**Extracto del texto:**
▬▬▬▬▬▬
En el ciclo intermedio Junín, cuyo edificio fue construido cerca de una enorme cruz plantada en un pedestal de cemento, donde había una lápida en cuyo epitafio se recordaba a los caídos en la masacre minera de 1942, cursé el séptimo grado escolar y aprendí a declamar los versos de El pájaro revolucionario, del eximio poeta tarijeño Óscar Alfaro. Años más tarde, cuando ya estaba metido en los laberintos de la literatura, comprendí que mi maestra de lenguaje, que puso en nuestras manos las poesías de compromiso social del poeta de los niños por excelencia, estaba también comprometida con la causa de los desposeídos y que su labor pedagógica, basada en los preceptos educativos de Paulo Freire, tenía la función de concientizar a los estudiantes por medio de la palabra escrita, cuya máxima expresión está en los versos capaces de sintetizar los pensamientos y sentimientos de un pueblo que, entre los flujos y reflujos de los acontecimientos sociales, lucha por conquistar la libertad y enarbolar las banderas de la justicia social.
▬▬▬▬▬▬
**Ítems listados:**
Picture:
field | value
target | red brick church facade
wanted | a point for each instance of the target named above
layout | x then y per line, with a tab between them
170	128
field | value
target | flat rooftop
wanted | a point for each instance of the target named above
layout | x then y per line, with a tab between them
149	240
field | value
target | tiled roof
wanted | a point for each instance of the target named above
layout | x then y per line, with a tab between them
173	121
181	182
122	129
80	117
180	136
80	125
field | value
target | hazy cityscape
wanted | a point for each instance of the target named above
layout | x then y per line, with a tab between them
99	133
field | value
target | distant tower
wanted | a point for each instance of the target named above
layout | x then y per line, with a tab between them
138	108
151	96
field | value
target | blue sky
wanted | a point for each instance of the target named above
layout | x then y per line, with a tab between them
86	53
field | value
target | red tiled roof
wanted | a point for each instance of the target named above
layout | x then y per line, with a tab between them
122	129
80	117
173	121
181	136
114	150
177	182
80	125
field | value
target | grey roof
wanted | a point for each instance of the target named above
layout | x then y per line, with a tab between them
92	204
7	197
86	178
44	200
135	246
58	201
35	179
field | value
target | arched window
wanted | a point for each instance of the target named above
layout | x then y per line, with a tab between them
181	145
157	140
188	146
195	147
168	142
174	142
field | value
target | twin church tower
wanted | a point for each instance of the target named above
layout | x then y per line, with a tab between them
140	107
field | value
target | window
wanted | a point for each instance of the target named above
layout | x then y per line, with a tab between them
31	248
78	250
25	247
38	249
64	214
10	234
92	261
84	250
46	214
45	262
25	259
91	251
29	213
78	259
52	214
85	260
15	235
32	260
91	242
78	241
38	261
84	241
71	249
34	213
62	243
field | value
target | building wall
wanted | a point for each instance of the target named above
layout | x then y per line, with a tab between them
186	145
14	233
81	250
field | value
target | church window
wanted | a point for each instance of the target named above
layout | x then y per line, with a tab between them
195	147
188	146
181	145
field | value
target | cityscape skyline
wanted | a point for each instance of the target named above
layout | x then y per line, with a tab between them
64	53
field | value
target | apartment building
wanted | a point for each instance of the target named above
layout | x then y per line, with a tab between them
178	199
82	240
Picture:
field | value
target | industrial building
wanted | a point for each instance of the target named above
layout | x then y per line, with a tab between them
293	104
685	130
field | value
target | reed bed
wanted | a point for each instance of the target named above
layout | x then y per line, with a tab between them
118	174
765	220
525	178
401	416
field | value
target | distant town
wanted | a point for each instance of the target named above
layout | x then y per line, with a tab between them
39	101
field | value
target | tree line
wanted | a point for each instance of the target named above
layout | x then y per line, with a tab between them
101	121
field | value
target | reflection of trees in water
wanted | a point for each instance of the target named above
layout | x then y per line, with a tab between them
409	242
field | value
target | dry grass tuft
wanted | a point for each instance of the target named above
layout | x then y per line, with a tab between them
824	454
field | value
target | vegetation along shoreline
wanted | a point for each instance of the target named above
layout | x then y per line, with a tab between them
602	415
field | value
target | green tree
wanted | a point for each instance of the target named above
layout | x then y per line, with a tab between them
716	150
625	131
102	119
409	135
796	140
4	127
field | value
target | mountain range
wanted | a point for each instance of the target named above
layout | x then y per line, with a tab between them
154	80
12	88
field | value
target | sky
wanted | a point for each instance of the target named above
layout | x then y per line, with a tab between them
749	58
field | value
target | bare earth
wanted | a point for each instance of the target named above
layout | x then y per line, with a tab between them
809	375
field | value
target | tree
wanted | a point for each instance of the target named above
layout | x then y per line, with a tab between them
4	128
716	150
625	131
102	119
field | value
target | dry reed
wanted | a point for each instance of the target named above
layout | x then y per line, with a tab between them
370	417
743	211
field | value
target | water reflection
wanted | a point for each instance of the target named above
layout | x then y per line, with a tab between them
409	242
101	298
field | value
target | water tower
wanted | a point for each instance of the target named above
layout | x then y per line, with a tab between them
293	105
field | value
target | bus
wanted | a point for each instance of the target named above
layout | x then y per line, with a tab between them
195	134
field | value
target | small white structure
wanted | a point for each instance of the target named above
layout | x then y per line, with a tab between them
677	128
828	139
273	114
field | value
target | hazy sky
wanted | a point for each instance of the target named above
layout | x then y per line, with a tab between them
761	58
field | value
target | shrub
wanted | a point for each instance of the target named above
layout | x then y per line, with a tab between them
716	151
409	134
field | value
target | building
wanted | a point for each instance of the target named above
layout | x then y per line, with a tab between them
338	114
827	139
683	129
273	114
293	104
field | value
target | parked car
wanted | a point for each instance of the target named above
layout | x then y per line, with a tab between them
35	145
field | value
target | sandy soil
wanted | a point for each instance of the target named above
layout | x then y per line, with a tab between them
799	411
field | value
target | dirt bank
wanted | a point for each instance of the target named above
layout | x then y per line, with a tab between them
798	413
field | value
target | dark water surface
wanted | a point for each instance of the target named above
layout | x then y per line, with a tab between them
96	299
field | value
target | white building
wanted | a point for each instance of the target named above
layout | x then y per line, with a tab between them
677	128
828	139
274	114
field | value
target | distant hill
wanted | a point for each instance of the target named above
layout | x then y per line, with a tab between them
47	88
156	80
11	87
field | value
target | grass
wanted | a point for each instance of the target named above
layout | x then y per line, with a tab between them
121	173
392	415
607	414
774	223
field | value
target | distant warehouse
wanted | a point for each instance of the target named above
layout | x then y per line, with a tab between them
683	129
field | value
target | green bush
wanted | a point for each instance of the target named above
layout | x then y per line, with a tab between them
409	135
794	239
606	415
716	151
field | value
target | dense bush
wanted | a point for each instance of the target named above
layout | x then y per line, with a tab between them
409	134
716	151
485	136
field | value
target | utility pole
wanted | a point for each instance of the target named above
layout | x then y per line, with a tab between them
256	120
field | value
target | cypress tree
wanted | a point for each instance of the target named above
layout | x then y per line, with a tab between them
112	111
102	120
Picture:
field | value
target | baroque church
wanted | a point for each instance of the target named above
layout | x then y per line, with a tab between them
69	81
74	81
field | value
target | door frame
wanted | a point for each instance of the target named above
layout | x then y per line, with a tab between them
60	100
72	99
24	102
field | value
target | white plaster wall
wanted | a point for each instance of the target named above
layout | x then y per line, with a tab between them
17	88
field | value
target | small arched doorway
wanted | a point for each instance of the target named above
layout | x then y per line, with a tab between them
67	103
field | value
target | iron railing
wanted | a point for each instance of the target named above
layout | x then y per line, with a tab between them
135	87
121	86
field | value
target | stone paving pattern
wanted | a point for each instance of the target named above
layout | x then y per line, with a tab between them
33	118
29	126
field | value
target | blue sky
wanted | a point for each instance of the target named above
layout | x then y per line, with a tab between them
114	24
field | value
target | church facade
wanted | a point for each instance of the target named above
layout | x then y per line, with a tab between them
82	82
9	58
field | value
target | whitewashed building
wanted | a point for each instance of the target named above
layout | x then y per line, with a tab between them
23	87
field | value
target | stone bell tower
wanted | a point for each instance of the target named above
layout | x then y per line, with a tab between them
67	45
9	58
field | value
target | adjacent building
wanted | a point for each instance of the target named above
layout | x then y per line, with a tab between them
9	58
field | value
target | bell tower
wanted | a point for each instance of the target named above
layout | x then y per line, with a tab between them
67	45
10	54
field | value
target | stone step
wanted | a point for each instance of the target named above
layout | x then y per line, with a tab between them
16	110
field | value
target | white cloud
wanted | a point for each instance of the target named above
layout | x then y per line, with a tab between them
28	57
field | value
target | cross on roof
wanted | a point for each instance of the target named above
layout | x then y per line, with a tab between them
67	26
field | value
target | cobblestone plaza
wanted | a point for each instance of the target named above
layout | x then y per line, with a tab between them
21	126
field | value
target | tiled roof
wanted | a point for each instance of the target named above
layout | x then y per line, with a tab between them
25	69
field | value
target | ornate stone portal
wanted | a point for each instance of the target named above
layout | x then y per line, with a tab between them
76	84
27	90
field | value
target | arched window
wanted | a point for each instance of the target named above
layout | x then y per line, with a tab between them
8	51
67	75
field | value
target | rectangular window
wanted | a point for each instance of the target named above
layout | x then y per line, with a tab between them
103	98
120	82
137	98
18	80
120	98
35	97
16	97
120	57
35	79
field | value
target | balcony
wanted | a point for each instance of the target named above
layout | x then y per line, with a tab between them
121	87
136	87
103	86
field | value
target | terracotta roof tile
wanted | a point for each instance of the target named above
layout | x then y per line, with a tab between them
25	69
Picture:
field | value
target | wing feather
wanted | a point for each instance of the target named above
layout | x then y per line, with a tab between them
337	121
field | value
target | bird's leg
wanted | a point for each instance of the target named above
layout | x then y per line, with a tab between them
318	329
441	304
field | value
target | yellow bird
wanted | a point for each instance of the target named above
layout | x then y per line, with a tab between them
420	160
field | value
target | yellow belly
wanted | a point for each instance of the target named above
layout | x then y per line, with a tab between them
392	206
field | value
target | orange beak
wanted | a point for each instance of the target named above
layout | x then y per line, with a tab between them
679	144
▬▬▬▬▬▬
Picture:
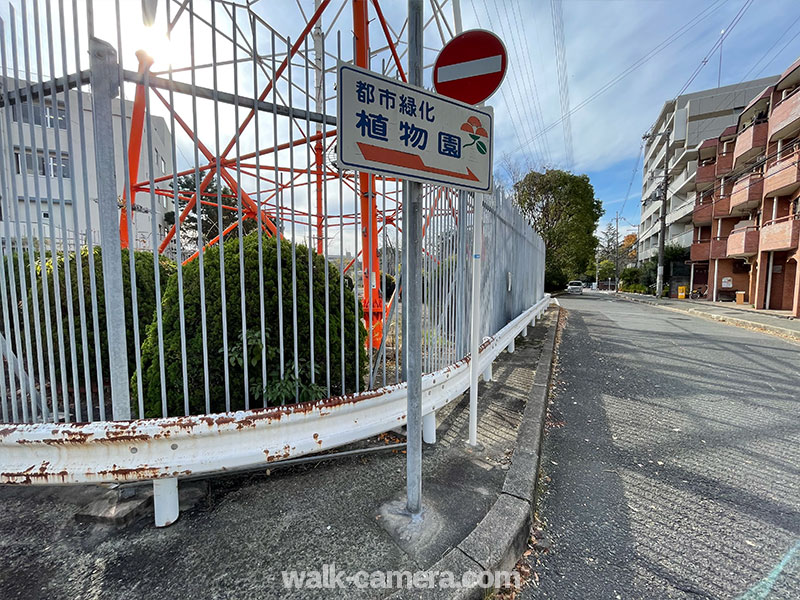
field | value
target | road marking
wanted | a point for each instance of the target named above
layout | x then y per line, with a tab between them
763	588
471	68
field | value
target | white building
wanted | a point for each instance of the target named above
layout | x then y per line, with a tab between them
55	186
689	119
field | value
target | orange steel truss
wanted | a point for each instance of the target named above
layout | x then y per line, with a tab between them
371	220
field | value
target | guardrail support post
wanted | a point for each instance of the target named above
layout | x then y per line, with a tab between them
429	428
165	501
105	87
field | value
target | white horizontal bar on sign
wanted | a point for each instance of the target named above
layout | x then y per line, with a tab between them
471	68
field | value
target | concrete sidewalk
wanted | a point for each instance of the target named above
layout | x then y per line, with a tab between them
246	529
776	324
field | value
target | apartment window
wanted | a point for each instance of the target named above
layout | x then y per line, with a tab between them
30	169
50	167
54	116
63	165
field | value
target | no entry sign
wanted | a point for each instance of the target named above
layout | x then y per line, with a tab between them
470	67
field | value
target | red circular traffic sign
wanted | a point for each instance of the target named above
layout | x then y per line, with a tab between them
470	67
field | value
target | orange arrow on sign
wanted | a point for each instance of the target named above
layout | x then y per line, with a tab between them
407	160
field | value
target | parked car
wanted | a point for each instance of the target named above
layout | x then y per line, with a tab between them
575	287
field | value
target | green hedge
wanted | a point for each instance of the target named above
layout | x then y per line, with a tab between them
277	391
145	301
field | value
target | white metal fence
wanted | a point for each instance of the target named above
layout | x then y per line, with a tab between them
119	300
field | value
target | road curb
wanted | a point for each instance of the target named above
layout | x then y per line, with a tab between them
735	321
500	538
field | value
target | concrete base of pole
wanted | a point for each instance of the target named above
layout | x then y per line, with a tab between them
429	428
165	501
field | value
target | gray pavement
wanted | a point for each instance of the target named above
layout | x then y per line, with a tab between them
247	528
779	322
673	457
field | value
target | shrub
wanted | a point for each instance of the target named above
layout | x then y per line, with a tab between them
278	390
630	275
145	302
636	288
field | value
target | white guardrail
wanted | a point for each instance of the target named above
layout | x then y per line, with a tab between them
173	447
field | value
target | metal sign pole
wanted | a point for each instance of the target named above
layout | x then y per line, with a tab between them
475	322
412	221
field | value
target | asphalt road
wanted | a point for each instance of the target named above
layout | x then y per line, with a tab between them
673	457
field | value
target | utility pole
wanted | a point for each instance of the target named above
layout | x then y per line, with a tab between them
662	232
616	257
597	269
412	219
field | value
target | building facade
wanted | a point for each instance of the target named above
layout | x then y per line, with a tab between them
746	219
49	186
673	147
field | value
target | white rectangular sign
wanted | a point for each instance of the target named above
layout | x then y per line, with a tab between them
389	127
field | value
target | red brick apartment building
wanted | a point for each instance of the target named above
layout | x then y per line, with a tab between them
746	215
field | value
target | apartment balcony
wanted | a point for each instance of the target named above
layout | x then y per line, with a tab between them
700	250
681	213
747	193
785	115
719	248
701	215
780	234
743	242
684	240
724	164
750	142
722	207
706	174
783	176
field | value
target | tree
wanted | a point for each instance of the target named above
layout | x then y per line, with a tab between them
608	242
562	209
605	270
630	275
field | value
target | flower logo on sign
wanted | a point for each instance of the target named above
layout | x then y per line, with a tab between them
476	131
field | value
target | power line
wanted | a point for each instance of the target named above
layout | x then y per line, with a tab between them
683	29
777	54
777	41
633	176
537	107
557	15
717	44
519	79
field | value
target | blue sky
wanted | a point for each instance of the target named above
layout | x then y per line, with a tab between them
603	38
▬▬▬▬▬▬
**Requisitos:**
Responde estas preguntas con datos del extracto sobre el ciclo intermedio Junín:
1. ¿Qué grado escolar se cursó en el ciclo intermedio Junín?
2. ¿De qué año fue la masacre minera que recordaba el epitafio de la lápida?
3. ¿En los preceptos educativos de quién se basaba la labor pedagógica de la maestra de lenguaje?
Los ítems no guardan relación con el extracto.

**Respuesta:**
1. El séptimo grado.
2. De 1942.
3. De Paulo Freire.